Top of Reading text
And he really did. He had a tape recorder at home, so he sat down that
following Sunday. I had sent him some questions, and he just sat down and
told in great detail what he remembered from the accident.

GROSS: Would you sum that up for us, what he remembered?

Mr. ALBERTSON: Sure. What really happened was, Bessie was driving her
old--she wasn't driving; she was riding in it, and her lover, who was also her
manager, Lionel Hampton's uncle, was driving the car. And it was just the two
of them, going on Route 61, very, very dark, very straight road,
`mesmerizingly straight,' as the doctor put it, and there was a large truck
that--from Nabisco--and the driver of that truck thought something was wrong
with one of his tires. He had stopped the truck, he'd pulled over a little
bit to the side of the road, and went to check the tire and found out nothing
was wrong, and he'd gotten back into the truck and in those days, those trucks
accelerated very slowly. So as he was driving--as he was driving off and
continuing his journey, Bessie's car came, and Richard Morgan, who was driving
it, suddenly realized, apparently, that he was going to hit this truck, so he
veered to the left to avoid it.

Bessie had her arm out the window, which was normal in those days; they didn't
have air conditioning in the cars. And Bessie's arm apparently hit the back
of the truck as it veered, turned over Bessie's car, and Bessie was thrown
out, and so she was lying in the middle of the road. And the truck driver
didn't stop to check it out. He just kept right going. So moments after
that, while the taillights of the truck are still visible, this Dr. Smith,
the intern from the Campbell Clinic, is going on a fishing trip with a Mr.
Broughton(ph), who's a friend of his, and they come across the accident. All
of a sudden, they see Bessie lying there in the middle of the road in his
headlights, and they see the red lights of the truck disappearing into the
darkness, and Richard Morgan running around, totally dazed and hysterical.
Bottom of Reading text
Top of Data records
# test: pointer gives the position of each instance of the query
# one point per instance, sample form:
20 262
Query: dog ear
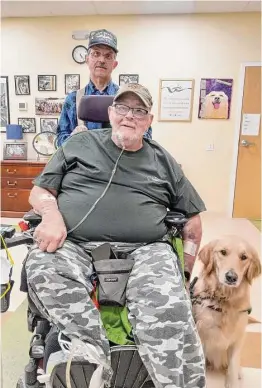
254 268
206 256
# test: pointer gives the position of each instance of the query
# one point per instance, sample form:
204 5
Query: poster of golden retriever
215 98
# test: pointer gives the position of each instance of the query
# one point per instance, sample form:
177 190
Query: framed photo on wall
215 98
5 109
48 106
48 124
28 124
15 151
22 85
72 83
176 99
128 79
46 83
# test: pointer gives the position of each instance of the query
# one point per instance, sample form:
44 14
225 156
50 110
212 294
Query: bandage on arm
43 201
Bottom of Data records
> Prompt A: List the people Mr. Albertson names in his account in the interview about Bessie's accident, beginning where Gross asks him to sum it up.
> Prompt B: According to the interview about Bessie's accident, are these statements true? (i) Bessie was driving the car. (ii) The truck driver stopped to check on the accident. (iii) Dr. Smith was on his way to go fishing.
> Prompt C: Continue the interview about Bessie's accident from its last sentence.

> Your response A: Bessie, Lionel Hampton, Richard Morgan, Dr. Smith, Mr. Broughton

> Your response B:
(i) No: "she wasn't driving; she was riding in it"
(ii) No: "the truck driver didn't stop to check it out"
(iii) Yes: "is going on a fishing trip"

> Your response C:
So being a doctor, he goes right over and checks Bessie, and she's not
conscious, but she was bleeding, apparently bleeding internally, but her arm
was almost severed, and so he sends Mr. Broughton to a nearby house to call an
ambulance, which Mr. Broughton does. But when he comes back and they wait and
there's still no ambulance, they finally decide to move the fishing gear from
the back of the car and put Bessie there.

While they're doing that, another car comes from the same direction, and it
turns out to be a young white couple who had been partying and a little bit
high, and didn't see the doctor's car, and smashed right into the doctor's
car, pushed that against the wreck of Bessie's car. Then shortly after that,
two ambulances show up, one from the white hospital, one from the black. It
turns out that Broughton, of course, knew that Bessie was black, so he had
called a black hospital, but the truck driver had gone right to a hospital,
gone to the white hospital, and said, `There's an accident up the road.' He
didn't know whether the people were black or white, so he just went to the
white hospital.

So therefore these two ambulances came and the black one took Bessie and the
white one took the couple. And that was it.

GROSS: And Bessie Smith died of blood loss?

Mr. ALBERTSON: Bessie Smith--when she got to the hospital, the doctor had to
sever her arm, and he said she never regained consciousness, she was bleeding
internally, and she died at 10:00 that morning.

GROSS: Let's talk a little bit about Bessie Smith's life. She was born in
Chattanooga, grew up in a little shack. Her father was a laborer and a
preacher. When she got a little older, she started on the black vaudeville
circuit. Would you describe the circuit that she started on?

Mr. ALBERTSON: Well, she really started with a sort of small touring company
that would come and appear in little storefront theaters, you know, nothing
fancy. And her brother Clarence, her older brother, had gone away with a
show, had left Chattanooga, and he came back to the show in 1912. And Bessie
begged him to take her with him when he left. And so he arranged for an
audition, but they didn't hire her as a singer, they hired her as a dancer.
And it was the Moses Stokes Company. And it just so happened they had a
singer already, and her name was Gertrude Rainey, and that was Ma Rainey.
So there another myth came about, you know, that it was Ma Rainey who trained
Bessie's voice, which is not true. I think Ma Rainey probably taught her
stage presence. She might well of done that. They were very good friends.

GROSS: So how did Bessie Smith make the transition from dancing in the same
group that Ma Rainey was singing in to become a singer herself?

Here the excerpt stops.